» RECORDS PROVIDED
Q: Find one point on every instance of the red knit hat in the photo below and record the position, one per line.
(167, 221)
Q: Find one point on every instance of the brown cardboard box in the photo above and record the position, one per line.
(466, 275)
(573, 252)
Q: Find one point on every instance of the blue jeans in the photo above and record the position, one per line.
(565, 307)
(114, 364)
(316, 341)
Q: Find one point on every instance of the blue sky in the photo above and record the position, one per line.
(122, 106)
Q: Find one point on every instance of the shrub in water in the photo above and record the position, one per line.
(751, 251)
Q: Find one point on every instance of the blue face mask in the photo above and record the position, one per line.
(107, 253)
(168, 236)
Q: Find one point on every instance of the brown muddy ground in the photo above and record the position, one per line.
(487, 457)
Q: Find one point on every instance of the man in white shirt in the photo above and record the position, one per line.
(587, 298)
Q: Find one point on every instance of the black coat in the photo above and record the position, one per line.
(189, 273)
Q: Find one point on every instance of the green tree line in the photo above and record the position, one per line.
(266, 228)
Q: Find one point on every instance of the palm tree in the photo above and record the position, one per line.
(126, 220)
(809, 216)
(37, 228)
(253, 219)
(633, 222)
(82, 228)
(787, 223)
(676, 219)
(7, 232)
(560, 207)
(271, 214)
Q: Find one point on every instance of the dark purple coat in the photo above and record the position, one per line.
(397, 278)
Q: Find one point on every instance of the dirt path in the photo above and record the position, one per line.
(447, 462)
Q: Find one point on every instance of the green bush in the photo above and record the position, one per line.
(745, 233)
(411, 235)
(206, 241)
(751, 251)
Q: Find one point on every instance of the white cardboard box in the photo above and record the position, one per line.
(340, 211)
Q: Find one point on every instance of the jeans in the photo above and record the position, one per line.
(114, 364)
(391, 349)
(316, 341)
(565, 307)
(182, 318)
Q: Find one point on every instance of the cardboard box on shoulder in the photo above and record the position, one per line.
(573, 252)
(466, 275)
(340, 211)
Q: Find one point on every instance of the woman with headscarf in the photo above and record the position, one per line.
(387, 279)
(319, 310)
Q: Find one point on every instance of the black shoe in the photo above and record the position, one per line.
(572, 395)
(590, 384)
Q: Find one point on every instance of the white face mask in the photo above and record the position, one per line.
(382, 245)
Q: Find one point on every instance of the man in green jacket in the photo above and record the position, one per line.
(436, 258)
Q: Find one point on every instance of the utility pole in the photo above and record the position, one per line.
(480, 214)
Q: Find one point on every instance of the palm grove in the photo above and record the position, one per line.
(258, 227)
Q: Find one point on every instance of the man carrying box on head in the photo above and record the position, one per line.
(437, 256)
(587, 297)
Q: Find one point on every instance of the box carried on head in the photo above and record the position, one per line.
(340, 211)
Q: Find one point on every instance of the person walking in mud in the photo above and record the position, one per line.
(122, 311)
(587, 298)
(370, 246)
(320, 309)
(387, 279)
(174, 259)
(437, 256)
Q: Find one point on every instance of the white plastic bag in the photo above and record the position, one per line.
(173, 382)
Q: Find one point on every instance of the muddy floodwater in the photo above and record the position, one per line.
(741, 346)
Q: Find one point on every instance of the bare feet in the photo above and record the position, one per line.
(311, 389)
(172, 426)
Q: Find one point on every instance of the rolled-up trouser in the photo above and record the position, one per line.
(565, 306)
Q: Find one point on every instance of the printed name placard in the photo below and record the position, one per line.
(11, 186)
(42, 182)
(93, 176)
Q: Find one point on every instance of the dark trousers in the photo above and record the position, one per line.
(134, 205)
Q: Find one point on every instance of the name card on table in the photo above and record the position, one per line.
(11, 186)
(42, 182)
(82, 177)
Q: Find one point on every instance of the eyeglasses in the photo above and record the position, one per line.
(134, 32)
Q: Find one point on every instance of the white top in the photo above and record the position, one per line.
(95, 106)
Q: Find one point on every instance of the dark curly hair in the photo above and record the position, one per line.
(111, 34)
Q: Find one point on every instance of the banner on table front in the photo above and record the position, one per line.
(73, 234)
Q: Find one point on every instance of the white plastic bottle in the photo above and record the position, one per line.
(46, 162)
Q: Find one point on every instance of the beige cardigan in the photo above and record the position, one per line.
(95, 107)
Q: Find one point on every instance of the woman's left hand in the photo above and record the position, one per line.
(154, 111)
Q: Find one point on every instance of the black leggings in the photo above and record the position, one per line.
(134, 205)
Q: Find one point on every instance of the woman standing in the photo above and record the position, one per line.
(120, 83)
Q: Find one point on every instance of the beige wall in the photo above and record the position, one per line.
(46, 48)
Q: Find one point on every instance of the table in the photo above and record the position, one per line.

» DIRECTIONS FOR THIS TASK
Could you copy the listing above word for word, from its first line to its last?

» RESULT OF THIS TASK
Q: Find one point on every instance of the red knit hat in the photo below and record the position, one per line.
(167, 221)
Q: Find one point on every instance of the brown cardboard box in the photo above and record the position, one per line.
(466, 275)
(573, 252)
Q: Find one point on every instance of the blue jeans in the photo above and record the position, one per line.
(565, 307)
(114, 364)
(316, 341)
Q: Find one point on every instance of the blue sky in the photo above and record the position, one per line.
(122, 106)
Q: Find one point on every instance of the shrub in water in the photo above and record the position, one per line.
(751, 251)
Q: Find one point on every instance of the blue face mask in the photo above and record the position, one per line.
(107, 253)
(168, 236)
Q: Find one point on every instance of the brown muddy ground in the photo above and record the position, one per line.
(487, 457)
Q: Find one point on every instance of the man in white shirt in the photo above and record the position, one per line.
(587, 298)
Q: Find one point on every instance of the black coat in the photo above and record the position, one per line.
(189, 273)
Q: Find one point on every instance of the green tree line in the photo above and record the position, one per line.
(266, 228)
Q: Find one point on every instance of the palm tree in the photo above and record the position, one per line.
(126, 220)
(809, 216)
(37, 228)
(253, 219)
(633, 222)
(82, 228)
(787, 223)
(676, 219)
(7, 232)
(560, 207)
(271, 214)
Q: Find one point on every instance of the dark purple coat in the photo above and record the position, one per line.
(397, 278)
Q: Find one point on every instance of the dirt path in the photo above and record the position, one per line.
(447, 462)
Q: Find one point on every instance of the green bush in the photo above and record the position, one per line.
(745, 233)
(411, 235)
(206, 241)
(751, 251)
Q: Find one point on every instance of the white cardboard box in the photo above and record the position, one per line.
(340, 211)
Q: Find one point on every instance of the jeans in the photo above and record the position, one per line.
(114, 364)
(391, 349)
(316, 341)
(565, 307)
(182, 318)
Q: Find one point on every instance of the cardboard box on shoulder in the photo above and record the position, one per line.
(573, 252)
(466, 275)
(340, 211)
Q: Find one point on every instance of the woman with headscarf in the photo above and record the position, one per line.
(387, 279)
(319, 310)
Q: Find one point on every instance of the black shoe in the photo above and record the position, one per line.
(572, 395)
(590, 384)
Q: Find one point on every instance of the white face mask in the photo above and record the position, one per line.
(382, 245)
Q: Find one point on every instance of the man in green jacket in the photo above and record the position, one per line.
(436, 258)
Q: Find one point on every instance of the utility pole in the photo above and record the position, one per line.
(480, 214)
Q: Find one point on every instance of the palm grove in the photo above and record the position, one per line.
(258, 227)
Q: Find one point on every instance of the man carrying box on head in the photo above and record the position, one per line.
(437, 256)
(587, 297)
Q: Find one point on every instance of the box carried on head in the photo above and record the position, one per line.
(340, 211)
Q: Find one point on every instance of the person walking in mud in the photo above and record the position, one per line.
(122, 311)
(587, 298)
(370, 246)
(320, 309)
(387, 279)
(174, 259)
(437, 256)
Q: Find one point on every instance of the white plastic bag in the photo above and record the position, one per line.
(173, 382)
Q: Find one point on every instance of the muddy floodwater in the photo above and record the position, one per line.
(741, 346)
Q: Find one point on every instance of the bare feet in the photo above and record the position, one per line.
(311, 389)
(172, 426)
Q: Find one point on every instance of the rolled-up trouser in the photo above and record the position, one per line.
(565, 306)
Q: Find one point on every instance of the printed name placard in the photo below and record the position, one per line.
(11, 186)
(42, 182)
(93, 176)
Q: Find one point on every instance of the dark trousers in the photo above and record the position, one per line.
(134, 205)
Q: Find one point on every instance of the name card on table in the photo above and record the position, one per line.
(11, 186)
(42, 182)
(82, 177)
Q: Find one point on every instance of the eyeglasses in the photo above and record the position, one per line.
(134, 32)
Q: Find one point on every instance of the white top in the photo above and record the position, one per line.
(95, 106)
Q: Find one point on every instance of the dark curly hair in the photo above and record the position, one per line.
(111, 34)
Q: Find one point on every instance of the banner on table front in the photo above and record the position, one per line.
(73, 234)
Q: Find one point on every instance of the white plastic bottle in the photo above and record the position, one per line.
(46, 162)
Q: Find one point on every instance of the beige cardigan in the photo above and record the position, one per line.
(95, 107)
Q: Find one point on every instance of the woman's left hand in the photo above and record the position, one per line.
(154, 111)
Q: Find one point on every instance of the black leggings in the photo above and record the position, one per line.
(134, 205)
Q: Find one point on every instance of the woman standing in the photo above and record the position, one per line.
(120, 83)
Q: Find one point on every instance of the beige wall in the photo above and record the position, one per line.
(46, 48)
Q: Find one point on every instance of the table in the photo above and record the position, one per line.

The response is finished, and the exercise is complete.